**Directive 1**
According to the text on Deuteronomy 34 below, how long did the Israelites grieve for Moses?

**Text**
* start *

And Deuteronomy 34 fits into everything else we’ve been reading. We read in verse 1 that Moses climbed a mountain. And there on the mountain, the Lord showed him the whole of the Promised Land. Moses was not allowed to enter the land, because of what he did when the people in the wilderness complained because there was no water. And instead of speaking to the rock, as the Lord commanded, Moses struck the rock. And in doing so, he dishonoured the Lord before the people. And so, the Lord said he could not enter the land. But still, the Lord who is merciful, let Moses see the land, this land like the Garden of Eden, flowing with milk and honey, where God’s people would dwell in the place God had prepared for them, enjoying his presence in their midst. And the Lord spoke to Moses in verse 4 to make clear that the land he was seeing was indeed the fulfilment of the promise God made with Abraham and Isaac and Jacob. He said he would give them the land; and he had.
And then Moses died and his remains were buried in a secret grave. Moses was 120 years old; and yet his eyes were not weak and his strength had not gone. Nevertheless, it was time for him to die. And the Israelites grieved for him for thirty days. And Joshua was filled with the spirit of wisdom, because Moses had laid his hands on him and set him aside to lead God’s people. The spirit of wisdom is probably the Holy Spirit, who came and helped Joshua to lead the people. And the people of Israel listened to Joshua.
And the chapter ends and the book ends by saying that since then, no prophet has risen in Israel like Moses. He was a great leader and a great prophet. As the text tells us, he knew the Lord face to face. He was able to perform all kinds of signs and wonders in Egypt. And no one has ever shown the mighty power or performed the awesome deeds that Moses did in the sight of all Israel.

* end *

**Dataset excerpts**
* start *

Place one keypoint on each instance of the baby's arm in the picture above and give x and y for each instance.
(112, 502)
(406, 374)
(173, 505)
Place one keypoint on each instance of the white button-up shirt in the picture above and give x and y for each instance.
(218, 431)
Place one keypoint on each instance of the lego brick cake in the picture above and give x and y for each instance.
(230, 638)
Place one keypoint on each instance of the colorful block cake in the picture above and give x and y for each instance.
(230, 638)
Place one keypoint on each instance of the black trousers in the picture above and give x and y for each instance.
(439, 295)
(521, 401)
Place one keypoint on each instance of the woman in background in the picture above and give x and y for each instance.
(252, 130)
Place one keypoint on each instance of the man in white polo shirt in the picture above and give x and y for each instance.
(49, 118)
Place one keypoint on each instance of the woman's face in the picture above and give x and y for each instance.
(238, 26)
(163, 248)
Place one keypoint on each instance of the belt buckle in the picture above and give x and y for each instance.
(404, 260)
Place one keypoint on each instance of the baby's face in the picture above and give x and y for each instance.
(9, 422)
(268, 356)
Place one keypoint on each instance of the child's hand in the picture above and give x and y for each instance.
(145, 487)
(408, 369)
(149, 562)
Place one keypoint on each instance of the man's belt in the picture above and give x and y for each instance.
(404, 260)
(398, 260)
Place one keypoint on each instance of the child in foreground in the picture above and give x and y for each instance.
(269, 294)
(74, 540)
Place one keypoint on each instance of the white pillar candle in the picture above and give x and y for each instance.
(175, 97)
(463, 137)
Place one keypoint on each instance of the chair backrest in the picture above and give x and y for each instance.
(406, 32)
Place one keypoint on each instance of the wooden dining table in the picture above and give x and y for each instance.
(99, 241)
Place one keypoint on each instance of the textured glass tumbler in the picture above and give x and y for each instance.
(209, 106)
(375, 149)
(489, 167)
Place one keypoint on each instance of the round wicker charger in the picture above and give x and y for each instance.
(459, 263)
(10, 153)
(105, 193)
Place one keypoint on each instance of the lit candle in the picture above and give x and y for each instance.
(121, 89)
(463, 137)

* end *

**Directive 2**
Filter the records above, keeping every line that contains the word "cake".

**Correct response 1**
Thirty days.

**Correct response 2**
Place one keypoint on each instance of the lego brick cake in the picture above and give x and y for each instance.
Place one keypoint on each instance of the colorful block cake in the picture above and give x and y for each instance.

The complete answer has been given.